# Document section
* * * * *

In nineteen thirty one, musician George bow Champ and an electrical engineer named Adolf Rickenbacker decided to tackle this problem and find a way to electrically amplify the volume of a played string. Now, there had been a couple of other experiments creating electric guitars, but they were taking a totally different approach than what anyone else had done at
that point. So bo Schamp, he played Hawaiian guitar and Hawaiian music it tends to rely upon the guitar as the melodic leader of a piece of music, so you really had to make sure the guitar could be heard because that was the heart of the music you were playing. So you had to have something that would allow the guitar to be heard clearly above other instruments. So they came up with a pretty genius idea that we now
call a pickup. Pickups rely upon one of my favorite things to talk about, Magnetic Fields, not the band, though I do love the Magnetic Fields and their Songbook of Love is amazing, so you should go listen to it. If you've not heard Book of Love by the Magnetic Fields, go listen to that. Anyway, I'm talking about the physics
of magnetic fields and electro magnetism. The heart of the pickup is a coil of conductive wire, typically made of copper, and it tends to be wrapped around a permanent magnet. This is inside the body of the guitar and positioned
underneath the strings. So you might use a bar magnet which stretches over the entire length of where the strings are wrapped thousands and thousands of times by very thin copper wire or you might use a series of magnets, one under each string, and each of them wrapped with copper wire. Those strings are made The strings of the guitar are made out of ferro magnetic material, so they
are also you can magnetize them. In fact, due to the proximity of the strings to the permanent magnet in the pickup, the strings themselves are slightly magnetized, and you could even design a pickup in which there's no permanent magnet in the pickup itself. You could have the coils of copper wrapped around some other material that's not a magnet, not a permanent magnetol on its own, as long as the strings of the guitar itself were magnetized. If the
strings are magnetized, this is still going to work. So when you cause one of these strings to vibrate, the magnetized string creates a source of magnetic flux. It's kind of like a fluctuating magnetic field, just caused by the vibration of the string. So the magnetic fields moving, and that's similar to the way a magnetic field would change if you were to run alternating current through an electro magnet.

* * * * *

# Work to be completed
Carry on the explanation of electric guitar pickups, starting right after its last sentence.

Segmentation labeling entries
* * * * *

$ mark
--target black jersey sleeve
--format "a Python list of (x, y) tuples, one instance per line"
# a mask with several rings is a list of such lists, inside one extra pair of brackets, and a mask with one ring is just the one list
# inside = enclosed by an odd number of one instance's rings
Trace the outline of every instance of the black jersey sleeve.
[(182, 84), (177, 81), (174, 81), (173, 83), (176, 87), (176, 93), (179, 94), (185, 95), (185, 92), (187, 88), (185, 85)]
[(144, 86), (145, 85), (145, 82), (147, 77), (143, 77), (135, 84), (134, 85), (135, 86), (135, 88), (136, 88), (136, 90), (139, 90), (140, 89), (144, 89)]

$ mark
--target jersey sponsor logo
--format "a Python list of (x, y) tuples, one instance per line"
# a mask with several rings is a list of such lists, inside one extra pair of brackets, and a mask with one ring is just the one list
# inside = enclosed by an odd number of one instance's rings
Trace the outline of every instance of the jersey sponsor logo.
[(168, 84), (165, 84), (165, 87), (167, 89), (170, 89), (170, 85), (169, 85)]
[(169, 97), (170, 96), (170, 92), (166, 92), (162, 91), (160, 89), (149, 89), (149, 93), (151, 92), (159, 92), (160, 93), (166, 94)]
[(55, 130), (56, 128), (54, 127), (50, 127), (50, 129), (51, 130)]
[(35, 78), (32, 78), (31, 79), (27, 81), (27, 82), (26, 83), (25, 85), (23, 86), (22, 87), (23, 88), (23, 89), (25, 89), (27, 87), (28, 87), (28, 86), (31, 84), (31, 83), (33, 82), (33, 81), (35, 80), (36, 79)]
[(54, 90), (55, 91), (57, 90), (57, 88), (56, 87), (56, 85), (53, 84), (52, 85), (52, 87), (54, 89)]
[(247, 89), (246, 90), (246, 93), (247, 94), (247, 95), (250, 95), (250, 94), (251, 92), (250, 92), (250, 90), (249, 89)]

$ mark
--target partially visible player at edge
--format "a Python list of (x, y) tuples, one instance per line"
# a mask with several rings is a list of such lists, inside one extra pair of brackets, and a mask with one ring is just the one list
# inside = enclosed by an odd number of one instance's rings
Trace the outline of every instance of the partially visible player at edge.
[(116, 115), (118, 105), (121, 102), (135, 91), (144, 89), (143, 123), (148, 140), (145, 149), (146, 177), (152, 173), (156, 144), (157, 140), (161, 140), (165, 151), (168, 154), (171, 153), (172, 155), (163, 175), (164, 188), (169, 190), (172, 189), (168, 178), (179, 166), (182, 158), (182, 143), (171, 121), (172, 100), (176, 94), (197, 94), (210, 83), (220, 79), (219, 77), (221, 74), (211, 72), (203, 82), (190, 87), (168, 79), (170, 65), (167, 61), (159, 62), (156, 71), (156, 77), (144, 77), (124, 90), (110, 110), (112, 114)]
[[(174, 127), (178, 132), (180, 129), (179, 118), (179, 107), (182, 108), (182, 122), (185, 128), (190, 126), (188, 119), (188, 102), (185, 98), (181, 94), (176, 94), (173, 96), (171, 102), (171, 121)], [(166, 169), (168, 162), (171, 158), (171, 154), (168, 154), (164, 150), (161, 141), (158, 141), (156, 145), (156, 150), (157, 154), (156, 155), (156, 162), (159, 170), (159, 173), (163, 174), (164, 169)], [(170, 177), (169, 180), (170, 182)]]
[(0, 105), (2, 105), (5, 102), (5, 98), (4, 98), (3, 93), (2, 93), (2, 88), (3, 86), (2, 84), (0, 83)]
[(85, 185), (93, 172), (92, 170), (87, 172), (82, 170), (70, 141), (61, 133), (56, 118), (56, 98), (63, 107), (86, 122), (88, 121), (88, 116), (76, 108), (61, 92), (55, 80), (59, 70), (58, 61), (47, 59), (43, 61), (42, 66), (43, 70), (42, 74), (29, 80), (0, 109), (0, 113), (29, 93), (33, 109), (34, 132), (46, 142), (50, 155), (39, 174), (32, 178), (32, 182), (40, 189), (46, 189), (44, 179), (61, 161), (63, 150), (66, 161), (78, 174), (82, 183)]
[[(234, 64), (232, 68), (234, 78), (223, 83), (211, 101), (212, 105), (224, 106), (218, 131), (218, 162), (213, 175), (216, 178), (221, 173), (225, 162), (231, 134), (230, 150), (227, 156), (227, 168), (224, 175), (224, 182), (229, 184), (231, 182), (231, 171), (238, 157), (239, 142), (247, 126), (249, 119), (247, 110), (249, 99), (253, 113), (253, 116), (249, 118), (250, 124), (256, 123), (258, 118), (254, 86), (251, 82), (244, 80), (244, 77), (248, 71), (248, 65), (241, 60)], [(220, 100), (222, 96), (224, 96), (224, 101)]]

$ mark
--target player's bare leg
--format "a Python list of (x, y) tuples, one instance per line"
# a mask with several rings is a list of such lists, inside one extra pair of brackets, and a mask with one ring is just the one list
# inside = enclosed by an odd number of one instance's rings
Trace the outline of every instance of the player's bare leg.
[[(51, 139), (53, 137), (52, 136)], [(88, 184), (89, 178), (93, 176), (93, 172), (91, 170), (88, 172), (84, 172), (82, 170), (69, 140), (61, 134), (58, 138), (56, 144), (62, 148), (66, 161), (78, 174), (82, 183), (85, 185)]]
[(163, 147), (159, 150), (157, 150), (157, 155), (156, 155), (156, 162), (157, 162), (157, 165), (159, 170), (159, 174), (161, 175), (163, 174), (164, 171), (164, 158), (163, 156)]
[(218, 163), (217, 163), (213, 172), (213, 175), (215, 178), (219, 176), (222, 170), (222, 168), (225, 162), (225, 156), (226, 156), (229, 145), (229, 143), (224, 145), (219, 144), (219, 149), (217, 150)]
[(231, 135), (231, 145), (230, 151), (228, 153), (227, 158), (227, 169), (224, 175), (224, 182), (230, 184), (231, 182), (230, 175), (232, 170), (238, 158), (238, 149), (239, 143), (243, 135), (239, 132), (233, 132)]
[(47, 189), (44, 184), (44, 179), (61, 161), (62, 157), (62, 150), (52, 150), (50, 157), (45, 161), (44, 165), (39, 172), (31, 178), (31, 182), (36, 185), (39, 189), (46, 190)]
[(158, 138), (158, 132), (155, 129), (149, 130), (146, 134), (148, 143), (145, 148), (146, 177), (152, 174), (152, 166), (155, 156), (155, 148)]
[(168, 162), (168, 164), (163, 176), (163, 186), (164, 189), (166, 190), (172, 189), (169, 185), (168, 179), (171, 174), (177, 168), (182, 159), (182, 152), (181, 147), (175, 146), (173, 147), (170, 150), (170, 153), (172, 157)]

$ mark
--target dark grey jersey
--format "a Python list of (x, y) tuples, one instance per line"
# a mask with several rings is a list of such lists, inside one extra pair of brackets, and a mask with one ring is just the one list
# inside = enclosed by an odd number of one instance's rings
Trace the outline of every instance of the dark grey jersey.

* * * * *

# Solved exercise
For example, This moving magnet near the coil of conductive wire induces a change of voltage in the wire, allowing current to flow through, and if you transfer that current to an amplifier and then that that amplified signal to a speaker, you get amplified guitar strings. You're ready to rock. The guitar itself is passive, by the way, so you're
not sending electricity to the guitar. You're not powering the guitar. Instead, the guitar is generating electricity through this process of magnetic flux, inducing a change of voltage in the pickup. So the cable you plug into an electric guitar is there to convey the electric signal from the guitar to an amplifier. It's not sending any power to the device itself. There are some guitars that have active power elements, but your
basic electric guitar doesn't need them. It's completely passive. Gibson started making their own hollow body electric guitars in nineteen thirty six, starting with the e H one fifty. The e H stood for Electric Hawaiian, meaning it was an electric Hawaiian style guitar and it was meant to be played on your lap as a steel guitar would be, so it's a lap guitar. Following that was the E
S one fifty E stood for electric Spanish. Spanish is the general term for the style of guitar that we typically associate with acoustic guitar, just that basic kind of pear shape, hollow body style, that's a Spanish guitar. In nineteen forty there was a guy named Les Paul who invented a new type of solid body electric guitar. So there's no hollow element to this. UH. It was more like a Frankenstein's Monster version of a guitar because he was using bits and pieces of other guitars in this.
But the heart of it, the main piece of it, from the head all the way down to the base of the guitar, was a solid piece of hindwood. It was a pinewood block. The UH actually the neck and fingerboard ended up being from a Gibson guitar. So he would cut this pine block short, put a actual guitar neck and front board onto it, and then on either side of this pine board block he put the old sides to an epiphone archtop guitar. So it makes it look more like a guitar, but the block of what
itself was solid. He had an electric pickup, actually, he had a couple of electric pickups installed on this thing. But the guitar itself didn't have any hollow element to its body, so it had no resonating chamber. And this was a whole new idea, this idea of you don't need that hollow body to generate sound. You can just use the electric pickups to pull out these vibrations and create sound this way. And he called his creation the log.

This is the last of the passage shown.